Given exercise:
Copy the rows below, switching every "outline" to "trace" and changing nothing else.

= = = = = = =

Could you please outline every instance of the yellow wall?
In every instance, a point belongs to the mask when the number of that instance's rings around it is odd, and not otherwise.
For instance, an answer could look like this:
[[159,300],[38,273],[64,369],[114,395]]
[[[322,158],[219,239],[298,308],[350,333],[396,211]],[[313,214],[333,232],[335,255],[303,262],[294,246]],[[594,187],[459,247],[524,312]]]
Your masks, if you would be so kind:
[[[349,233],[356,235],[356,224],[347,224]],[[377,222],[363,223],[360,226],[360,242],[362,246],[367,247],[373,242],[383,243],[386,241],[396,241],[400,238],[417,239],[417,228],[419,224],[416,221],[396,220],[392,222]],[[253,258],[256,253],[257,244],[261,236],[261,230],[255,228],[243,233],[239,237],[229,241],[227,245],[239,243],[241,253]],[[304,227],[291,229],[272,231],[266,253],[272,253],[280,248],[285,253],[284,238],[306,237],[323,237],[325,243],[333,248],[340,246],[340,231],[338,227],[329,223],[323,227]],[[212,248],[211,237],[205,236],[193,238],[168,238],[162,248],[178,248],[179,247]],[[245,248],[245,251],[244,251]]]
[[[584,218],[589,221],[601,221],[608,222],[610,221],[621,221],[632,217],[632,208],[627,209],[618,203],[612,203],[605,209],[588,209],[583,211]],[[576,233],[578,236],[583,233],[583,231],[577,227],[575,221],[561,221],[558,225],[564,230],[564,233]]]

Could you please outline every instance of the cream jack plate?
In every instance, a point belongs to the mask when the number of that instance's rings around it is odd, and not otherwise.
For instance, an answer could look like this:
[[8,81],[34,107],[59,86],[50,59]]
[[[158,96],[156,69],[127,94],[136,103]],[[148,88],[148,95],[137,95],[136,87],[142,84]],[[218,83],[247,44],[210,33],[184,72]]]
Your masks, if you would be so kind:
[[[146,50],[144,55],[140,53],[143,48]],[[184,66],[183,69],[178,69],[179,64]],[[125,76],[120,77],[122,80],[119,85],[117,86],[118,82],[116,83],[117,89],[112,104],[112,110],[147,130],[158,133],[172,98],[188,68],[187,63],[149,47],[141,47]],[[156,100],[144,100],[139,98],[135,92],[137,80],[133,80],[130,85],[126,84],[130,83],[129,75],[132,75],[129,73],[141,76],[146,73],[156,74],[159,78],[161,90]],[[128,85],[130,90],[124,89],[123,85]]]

= = = = = = =

Written answer:
Could you please trace every instance of the yellow wall?
In every instance, a point belongs to the mask when the number of that instance's rings around it is odd, and not otherwise.
For instance, an answer could look like this:
[[159,300],[38,273],[64,369],[114,395]]
[[[322,158],[219,239],[298,308],[350,333],[396,211]],[[313,214],[333,232],[335,255],[303,262],[294,246]],[[594,187],[459,247],[524,312]]]
Your masks, if you would be so kind:
[[[349,233],[356,235],[356,224],[347,224]],[[377,222],[363,223],[360,226],[360,242],[362,246],[367,247],[373,242],[383,243],[386,241],[396,241],[400,238],[417,239],[417,228],[419,224],[416,221],[396,220],[392,222]],[[253,258],[256,253],[257,244],[261,236],[261,230],[255,228],[243,233],[239,237],[229,241],[227,245],[239,243],[241,253]],[[304,227],[291,229],[272,231],[266,253],[272,253],[280,248],[285,253],[284,238],[306,237],[323,237],[325,243],[333,248],[340,246],[340,231],[338,227],[329,223],[323,227]],[[212,248],[211,237],[205,236],[193,238],[168,238],[162,248],[178,248],[179,247]],[[245,248],[245,251],[244,251]]]
[[[584,218],[589,221],[601,221],[608,222],[610,221],[621,221],[632,217],[632,208],[627,209],[618,203],[612,203],[605,209],[588,209],[583,211]],[[576,233],[578,236],[583,233],[583,231],[577,227],[575,221],[561,221],[558,225],[564,230],[564,233]]]

Could you please trace every instance of the cream jack plate?
In every instance, a point belongs to the mask when the number of that instance's rings around it is odd, and not otherwise.
For instance, an answer could look like this:
[[8,81],[34,107],[59,86],[50,59]]
[[[158,96],[156,69],[127,94],[136,103]],[[148,88],[148,95],[137,95],[136,87],[142,84]],[[218,83],[247,44],[210,33],[184,72]]]
Your masks, if you would be so kind:
[[[146,50],[144,55],[140,53],[143,48]],[[184,66],[183,69],[178,69],[179,64]],[[125,76],[120,77],[122,80],[119,85],[117,86],[118,82],[116,83],[117,89],[112,104],[112,110],[147,130],[158,133],[172,98],[188,68],[187,63],[149,47],[141,47]],[[156,100],[144,100],[139,98],[135,92],[137,80],[133,80],[130,85],[126,84],[130,83],[129,75],[132,75],[129,73],[141,76],[146,73],[156,74],[159,78],[161,90]],[[128,85],[130,90],[124,89],[123,85]]]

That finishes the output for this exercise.